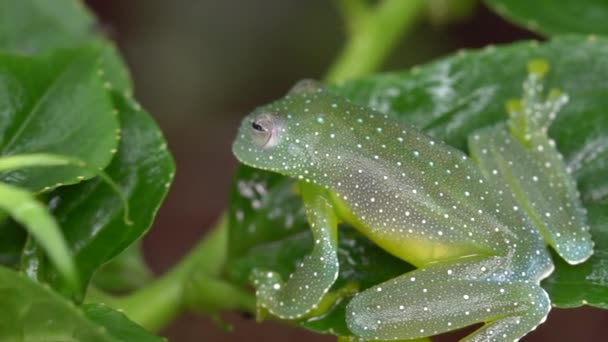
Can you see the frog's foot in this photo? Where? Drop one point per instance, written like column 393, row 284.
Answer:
column 526, row 163
column 434, row 300
column 531, row 116
column 542, row 187
column 315, row 275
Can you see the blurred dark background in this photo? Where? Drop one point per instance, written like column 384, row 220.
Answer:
column 200, row 65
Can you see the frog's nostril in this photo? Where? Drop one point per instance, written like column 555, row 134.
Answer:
column 258, row 127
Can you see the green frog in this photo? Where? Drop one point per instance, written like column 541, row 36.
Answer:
column 475, row 227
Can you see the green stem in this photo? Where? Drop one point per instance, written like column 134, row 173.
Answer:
column 195, row 282
column 157, row 304
column 378, row 33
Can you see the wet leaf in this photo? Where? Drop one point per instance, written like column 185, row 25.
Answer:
column 449, row 99
column 552, row 18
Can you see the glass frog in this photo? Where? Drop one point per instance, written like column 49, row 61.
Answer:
column 476, row 227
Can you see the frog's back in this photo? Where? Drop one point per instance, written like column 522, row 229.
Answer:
column 421, row 199
column 418, row 198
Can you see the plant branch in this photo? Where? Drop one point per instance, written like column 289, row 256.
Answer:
column 375, row 36
column 157, row 304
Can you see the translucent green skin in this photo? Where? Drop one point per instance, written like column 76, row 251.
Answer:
column 475, row 231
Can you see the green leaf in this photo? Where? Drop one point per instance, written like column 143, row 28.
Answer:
column 32, row 312
column 118, row 325
column 91, row 213
column 34, row 216
column 127, row 271
column 556, row 17
column 35, row 26
column 456, row 95
column 55, row 104
column 12, row 240
column 268, row 229
column 449, row 99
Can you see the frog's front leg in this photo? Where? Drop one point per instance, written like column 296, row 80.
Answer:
column 442, row 298
column 315, row 274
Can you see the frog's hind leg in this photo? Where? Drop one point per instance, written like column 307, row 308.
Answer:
column 520, row 158
column 315, row 274
column 438, row 299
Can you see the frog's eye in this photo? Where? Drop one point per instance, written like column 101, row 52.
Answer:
column 263, row 128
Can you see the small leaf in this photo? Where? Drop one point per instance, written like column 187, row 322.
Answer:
column 35, row 26
column 32, row 312
column 55, row 104
column 118, row 325
column 556, row 17
column 91, row 213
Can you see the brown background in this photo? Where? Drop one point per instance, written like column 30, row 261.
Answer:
column 200, row 65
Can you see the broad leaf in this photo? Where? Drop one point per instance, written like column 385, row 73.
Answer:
column 55, row 104
column 25, row 209
column 456, row 95
column 91, row 214
column 31, row 312
column 34, row 26
column 556, row 17
column 449, row 99
column 127, row 271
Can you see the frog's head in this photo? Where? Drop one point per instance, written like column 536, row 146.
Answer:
column 283, row 135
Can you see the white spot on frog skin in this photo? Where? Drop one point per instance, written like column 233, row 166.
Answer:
column 429, row 201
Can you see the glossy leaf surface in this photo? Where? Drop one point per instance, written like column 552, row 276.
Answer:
column 449, row 99
column 552, row 18
column 91, row 214
column 55, row 104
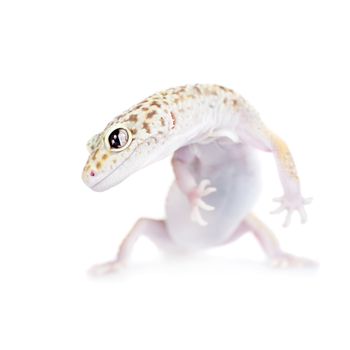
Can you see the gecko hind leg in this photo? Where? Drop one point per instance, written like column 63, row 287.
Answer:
column 155, row 230
column 270, row 245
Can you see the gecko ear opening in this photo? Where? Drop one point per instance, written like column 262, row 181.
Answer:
column 93, row 143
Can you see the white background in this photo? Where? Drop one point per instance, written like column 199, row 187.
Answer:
column 67, row 68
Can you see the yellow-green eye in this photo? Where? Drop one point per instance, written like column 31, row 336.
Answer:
column 118, row 139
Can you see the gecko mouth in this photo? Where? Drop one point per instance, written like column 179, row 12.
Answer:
column 103, row 179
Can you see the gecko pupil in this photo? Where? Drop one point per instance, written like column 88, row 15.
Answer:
column 118, row 138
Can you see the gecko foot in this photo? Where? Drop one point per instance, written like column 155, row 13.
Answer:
column 292, row 204
column 285, row 260
column 106, row 268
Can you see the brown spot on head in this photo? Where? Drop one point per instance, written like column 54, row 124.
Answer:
column 151, row 114
column 155, row 103
column 146, row 127
column 94, row 156
column 133, row 118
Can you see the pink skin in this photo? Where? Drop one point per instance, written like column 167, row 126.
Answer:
column 189, row 163
column 292, row 199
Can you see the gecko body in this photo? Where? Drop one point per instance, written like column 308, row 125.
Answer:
column 213, row 135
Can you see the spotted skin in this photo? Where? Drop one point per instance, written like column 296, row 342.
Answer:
column 211, row 133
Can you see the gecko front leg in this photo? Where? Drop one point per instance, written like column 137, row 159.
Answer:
column 252, row 131
column 187, row 184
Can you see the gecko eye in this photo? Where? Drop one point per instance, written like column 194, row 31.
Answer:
column 119, row 139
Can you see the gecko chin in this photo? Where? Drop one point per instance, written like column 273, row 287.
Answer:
column 138, row 159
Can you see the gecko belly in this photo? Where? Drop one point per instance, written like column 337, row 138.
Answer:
column 237, row 183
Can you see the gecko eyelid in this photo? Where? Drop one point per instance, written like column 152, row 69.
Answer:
column 118, row 138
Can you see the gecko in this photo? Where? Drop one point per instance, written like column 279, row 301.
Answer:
column 212, row 135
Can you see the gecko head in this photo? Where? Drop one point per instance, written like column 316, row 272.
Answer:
column 127, row 144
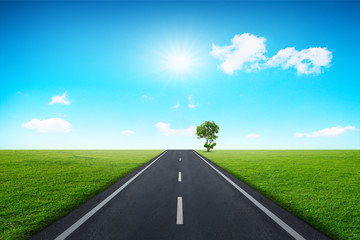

════════════════

Written problem:
Present the lines above as a Markdown table with the columns No. and Line, numbering each row and skipping blank lines. Leave the pictures out of the table.

Answer to the problem:
| No. | Line |
|---|---|
| 1 | Can you see the frog's foot in this photo? Where? Drop one point per instance, written like column 393, row 284. |
| 2 | Answer: |
| 3 | column 526, row 163 |
| 4 | column 434, row 300 |
| 5 | column 531, row 116 |
| 6 | column 542, row 187 |
| 7 | column 315, row 275 |
| 8 | Can you see the blurred dark background in this photo? Where? Drop one point per instance, written like column 384, row 220. |
| 9 | Answer: |
| 10 | column 200, row 65 |
| 11 | Can you see the frog's nostril in this photo? Where? Drop one point per instance, written like column 555, row 134. |
| 12 | Answer: |
| 13 | column 258, row 127 |
| 14 | Can you see the green frog in this photo? Where? Drop one point per instance, written like column 541, row 36. |
| 15 | Answer: |
| 16 | column 475, row 227 |
| 17 | Can you see the green stem in this photo? Where? Drop one point per instance, written like column 134, row 173. |
| 18 | Answer: |
| 19 | column 195, row 282 |
| 20 | column 157, row 304 |
| 21 | column 378, row 33 |
| 22 | Can you see the wet leaf in this photo? Where? Drop one point per instance, written like column 185, row 25. |
| 23 | Answer: |
| 24 | column 449, row 99 |
| 25 | column 552, row 18 |
| 26 | Can you see the glass frog in this photo? Where? Drop one point per instance, written like column 49, row 61. |
| 27 | Answer: |
| 28 | column 476, row 227 |
| 29 | Can you see the frog's back in this photo? Where? Drop one point per instance, written like column 522, row 229. |
| 30 | Answer: |
| 31 | column 421, row 199 |
| 32 | column 418, row 198 |
| 33 | Can you see the plant branch in this photo? Where? Drop one point per instance, written like column 289, row 256. |
| 34 | Answer: |
| 35 | column 375, row 36 |
| 36 | column 157, row 304 |
| 37 | Can you see the translucent green skin in this photo? Where? Drop one point per instance, written like column 76, row 251. |
| 38 | Answer: |
| 39 | column 475, row 231 |
| 40 | Can you see the green leaf in this photo? Where? Drop one point per instance, written like column 143, row 28. |
| 41 | Answer: |
| 42 | column 32, row 312 |
| 43 | column 118, row 325 |
| 44 | column 91, row 213 |
| 45 | column 34, row 216 |
| 46 | column 127, row 271 |
| 47 | column 556, row 17 |
| 48 | column 35, row 26 |
| 49 | column 456, row 95 |
| 50 | column 55, row 104 |
| 51 | column 12, row 240 |
| 52 | column 268, row 229 |
| 53 | column 449, row 99 |
| 54 | Can you see the frog's front leg in this photo? Where? Drop one point per instance, written like column 296, row 80. |
| 55 | Answer: |
| 56 | column 442, row 298 |
| 57 | column 315, row 274 |
| 58 | Can you see the frog's hind leg in this photo? Where? Drop one point per instance, written like column 307, row 308. |
| 59 | Answer: |
| 60 | column 520, row 158 |
| 61 | column 315, row 274 |
| 62 | column 438, row 299 |
| 63 | Can you see the frog's eye in this photo? Where? Drop one point per instance, written like column 101, row 52. |
| 64 | Answer: |
| 65 | column 263, row 128 |
| 66 | Can you see the small leaf in this photo? Where? Drop one point per instance, written like column 187, row 322. |
| 67 | Answer: |
| 68 | column 35, row 26 |
| 69 | column 32, row 312 |
| 70 | column 55, row 104 |
| 71 | column 118, row 325 |
| 72 | column 556, row 17 |
| 73 | column 91, row 213 |
| 74 | Can you see the brown background in this photo? Where? Drop one point per instance, written like column 30, row 261. |
| 75 | Answer: |
| 76 | column 200, row 65 |
| 77 | Can you see the broad leaf in this photo? Where? Drop one point per instance, written like column 385, row 73. |
| 78 | Answer: |
| 79 | column 55, row 104 |
| 80 | column 25, row 209 |
| 81 | column 456, row 95 |
| 82 | column 91, row 214 |
| 83 | column 31, row 312 |
| 84 | column 34, row 26 |
| 85 | column 556, row 17 |
| 86 | column 449, row 99 |
| 87 | column 127, row 271 |
| 88 | Can you see the frog's head in this photo? Where? Drop one point per instance, written like column 536, row 146. |
| 89 | Answer: |
| 90 | column 283, row 135 |
| 91 | Can you see the white spot on frog skin in this photo? Where? Drop one point per instance, written like column 233, row 166. |
| 92 | Answer: |
| 93 | column 429, row 201 |
| 94 | Can you see the glossy leaf surface in this photo? Where? Drop one point per instance, written like column 552, row 276. |
| 95 | Answer: |
| 96 | column 449, row 99 |
| 97 | column 552, row 18 |
| 98 | column 91, row 214 |
| 99 | column 55, row 104 |
| 100 | Can you see the gecko hind leg in this photo? Where? Drop one point per instance, written like column 63, row 287. |
| 101 | Answer: |
| 102 | column 155, row 230 |
| 103 | column 270, row 245 |
| 104 | Can you see the gecko ear opening in this photo? Where? Drop one point per instance, written like column 262, row 181. |
| 105 | Answer: |
| 106 | column 93, row 143 |
| 107 | Can you see the white background in this photo? Where? Drop one point per instance, written like column 199, row 187. |
| 108 | Answer: |
| 109 | column 67, row 68 |
| 110 | Can you see the yellow-green eye in this photo? Where? Drop one point per instance, written like column 31, row 336. |
| 111 | Answer: |
| 112 | column 118, row 139 |
| 113 | Can you see the gecko mouth in this photo? Where? Drop one point per instance, written like column 179, row 12. |
| 114 | Answer: |
| 115 | column 103, row 179 |
| 116 | Can you see the gecko pupil in this photo? Where? Drop one point per instance, written like column 88, row 15. |
| 117 | Answer: |
| 118 | column 118, row 138 |
| 119 | Can you see the gecko foot in this photo? Where? Drop one point per instance, written like column 155, row 13. |
| 120 | Answer: |
| 121 | column 292, row 204 |
| 122 | column 285, row 260 |
| 123 | column 106, row 268 |
| 124 | Can you see the brown spot on head in this photo? Where? Drop one point per instance, written like column 54, row 124. |
| 125 | Answer: |
| 126 | column 151, row 114 |
| 127 | column 155, row 103 |
| 128 | column 146, row 127 |
| 129 | column 94, row 156 |
| 130 | column 133, row 118 |
| 131 | Can you see the pink skin in this photo? Where? Drop one point per instance, written like column 167, row 126. |
| 132 | Answer: |
| 133 | column 189, row 163 |
| 134 | column 292, row 199 |
| 135 | Can you see the gecko body in this photo? Where? Drop one point per instance, written like column 308, row 125. |
| 136 | Answer: |
| 137 | column 213, row 135 |
| 138 | Can you see the spotted skin in this photo? Where? Drop one point per instance, written like column 296, row 342. |
| 139 | Answer: |
| 140 | column 211, row 133 |
| 141 | Can you see the gecko front leg in this photo? Where? Drop one point per instance, written like column 137, row 159. |
| 142 | Answer: |
| 143 | column 252, row 131 |
| 144 | column 187, row 184 |
| 145 | Can you see the gecko eye in this photo? Where? Drop one point per instance, written like column 194, row 31. |
| 146 | Answer: |
| 147 | column 119, row 139 |
| 148 | Can you see the gecko chin in this photo? Where? Drop one point per instance, written like column 273, row 287. |
| 149 | Answer: |
| 150 | column 138, row 159 |
| 151 | Can you see the gecko belly in this photo? Where? Drop one point per instance, written like column 337, row 138. |
| 152 | Answer: |
| 153 | column 237, row 183 |
| 154 | Can you see the gecko eyelid in this photo? Where? Drop one point per instance, written like column 152, row 69. |
| 155 | Answer: |
| 156 | column 118, row 138 |
| 157 | Can you see the gecko in this photo? Where? Drop one point per instance, written like column 279, row 301. |
| 158 | Answer: |
| 159 | column 212, row 135 |
| 160 | Can you see the gecko head in this photo? Where? Drop one point per instance, written like column 316, row 272. |
| 161 | Answer: |
| 162 | column 127, row 144 |